Each record below must come back exactly as written; its pictures must not.

→ Data to use
□ □ □ □ □ □ □
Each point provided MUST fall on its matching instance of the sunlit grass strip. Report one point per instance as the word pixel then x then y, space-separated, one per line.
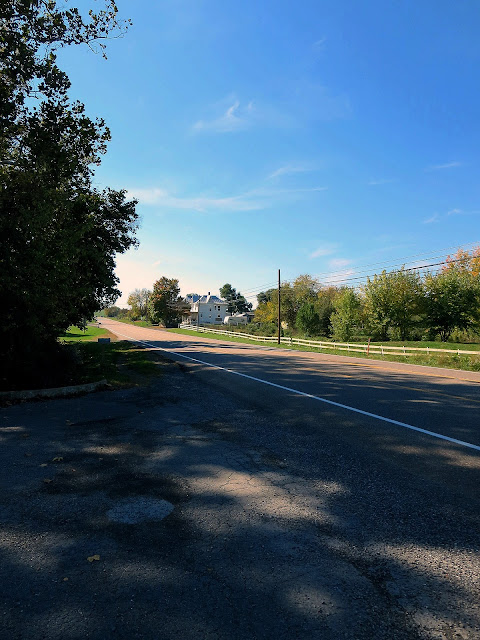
pixel 448 361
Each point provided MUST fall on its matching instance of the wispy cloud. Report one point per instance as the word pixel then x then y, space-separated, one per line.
pixel 324 250
pixel 253 200
pixel 287 169
pixel 338 263
pixel 447 165
pixel 235 118
pixel 163 198
pixel 373 183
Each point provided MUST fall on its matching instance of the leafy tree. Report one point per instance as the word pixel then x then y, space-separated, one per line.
pixel 236 302
pixel 59 234
pixel 325 307
pixel 452 301
pixel 308 320
pixel 138 301
pixel 266 296
pixel 346 316
pixel 164 301
pixel 112 312
pixel 393 300
pixel 467 261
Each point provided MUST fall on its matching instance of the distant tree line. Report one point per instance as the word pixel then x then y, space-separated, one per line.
pixel 164 305
pixel 398 305
pixel 59 234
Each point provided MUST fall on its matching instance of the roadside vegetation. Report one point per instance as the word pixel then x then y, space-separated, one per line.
□ □ □ □ □ □ □
→ Task result
Each point provided MUST fall on its matching instance of the sunlit grass strip. Report one point per instance as the word pixel then x then y, space-separated, one per line.
pixel 448 361
Each point provided MUST fall on its matching instance of the wispy cloud. Report one point per instance as the word pixel then x then y, space-separated, one per line.
pixel 324 250
pixel 253 200
pixel 287 169
pixel 338 263
pixel 447 165
pixel 235 118
pixel 163 198
pixel 373 183
Each point provided MUST fall on its matching instance of the leafy tree. Report one point per instance as the word pixel then x then y, space-separated, one per line.
pixel 236 302
pixel 59 234
pixel 325 307
pixel 452 301
pixel 308 320
pixel 138 301
pixel 266 296
pixel 346 316
pixel 164 301
pixel 112 312
pixel 393 300
pixel 467 261
Each point provided MUST fall on its matching instance of the distant tree line. Report one point per instance as the word pixel then x then y, space-separated, one per line.
pixel 164 305
pixel 398 305
pixel 59 234
Each point provided MUST fall on its matching instance of the roadside vegetation. Report one point per instance as the word pixel then x then y, space-separated, one per line.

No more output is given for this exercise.